=== GOAL OF THE EXERCISE ===
Copy the entire listing below word for word, leaving out any pictures.

=== DATASET CONTENT ===

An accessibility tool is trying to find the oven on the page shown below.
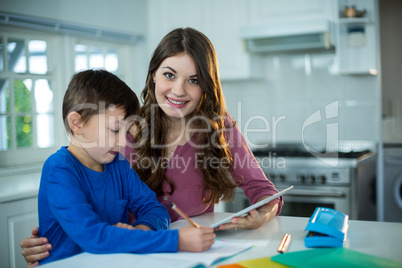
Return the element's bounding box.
[225,145,376,220]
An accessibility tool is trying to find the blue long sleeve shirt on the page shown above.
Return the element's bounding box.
[38,147,178,263]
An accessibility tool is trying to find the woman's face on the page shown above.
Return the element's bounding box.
[153,53,202,119]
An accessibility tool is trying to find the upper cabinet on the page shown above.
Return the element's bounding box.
[148,0,262,80]
[248,0,335,26]
[330,0,378,75]
[148,0,377,80]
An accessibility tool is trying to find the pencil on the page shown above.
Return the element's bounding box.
[278,234,290,253]
[170,202,200,228]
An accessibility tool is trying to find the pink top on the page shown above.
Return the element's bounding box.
[122,119,282,222]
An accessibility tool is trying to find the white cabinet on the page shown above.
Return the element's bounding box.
[248,0,335,26]
[0,198,39,268]
[330,0,378,75]
[148,0,261,80]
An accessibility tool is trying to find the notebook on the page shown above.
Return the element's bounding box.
[210,185,293,228]
[41,240,253,268]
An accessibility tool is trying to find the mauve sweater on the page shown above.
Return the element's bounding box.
[121,118,283,222]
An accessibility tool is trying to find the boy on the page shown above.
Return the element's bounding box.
[38,70,215,263]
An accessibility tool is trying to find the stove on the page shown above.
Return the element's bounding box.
[226,142,376,220]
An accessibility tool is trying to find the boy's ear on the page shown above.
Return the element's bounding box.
[67,112,83,134]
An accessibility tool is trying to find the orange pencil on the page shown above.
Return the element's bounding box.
[278,234,290,253]
[170,202,200,228]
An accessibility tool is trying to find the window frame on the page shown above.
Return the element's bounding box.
[0,25,140,170]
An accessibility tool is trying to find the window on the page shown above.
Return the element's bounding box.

=== SOLUTION TO THE EXERCISE ===
An accessibility tool is trying to find the oven on the page shown below.
Return the element's bounding box.
[225,145,376,220]
An accessibility tool is trying to find the blue long sleeve shirt on the page shown above.
Return the element's bounding box.
[38,147,178,263]
An accessibility tool is trying to find the woman's face on the page shown above.
Return the element's bounding box.
[153,53,202,119]
An accessibility tool is trying to find the upper cabinet on the page shown above.
Return the element's bounding box.
[148,0,262,80]
[248,0,335,26]
[330,0,378,75]
[148,0,377,80]
An accessibility tool is trying to find the pencil on the page shown above.
Return the element's bounding box.
[278,234,290,253]
[170,202,200,228]
An accessibility tool is trying to find the pink top on the page shown above.
Return the element's bounding box.
[122,119,282,222]
An accessibility tool is trying to find the white cabinet on the page shown above.
Return the element's bounding box.
[248,0,335,26]
[0,198,39,268]
[330,0,378,75]
[148,0,261,80]
An accessibility tool is trying to find the notebook on the page shown above.
Return the element's bounding box.
[210,185,293,228]
[41,240,253,268]
An accessibility tool is trying to find the mauve sweater on the page shown above.
Return the element's bounding box.
[121,118,283,222]
An accessibility tool is trying to find the boy on the page shown above.
Return the element's bounding box.
[38,70,215,263]
An accessibility tool is trying to find the stove on the page shown above.
Return the element's bounding box.
[226,142,376,220]
An accessibility tool is trying to find the boy's ear on the page shown above.
Return the element's bounding box.
[67,112,83,134]
An accessibility tool is trying to find the orange pencil on the page shown above.
Return the element's bounding box.
[278,234,290,253]
[170,202,200,228]
An accessibility tool is trying to find the window frame on the page shown above.
Return the element's bounding box.
[0,25,140,170]
An accessibility tool is trying to find the window on the page shown above.
Return the element's bounding box.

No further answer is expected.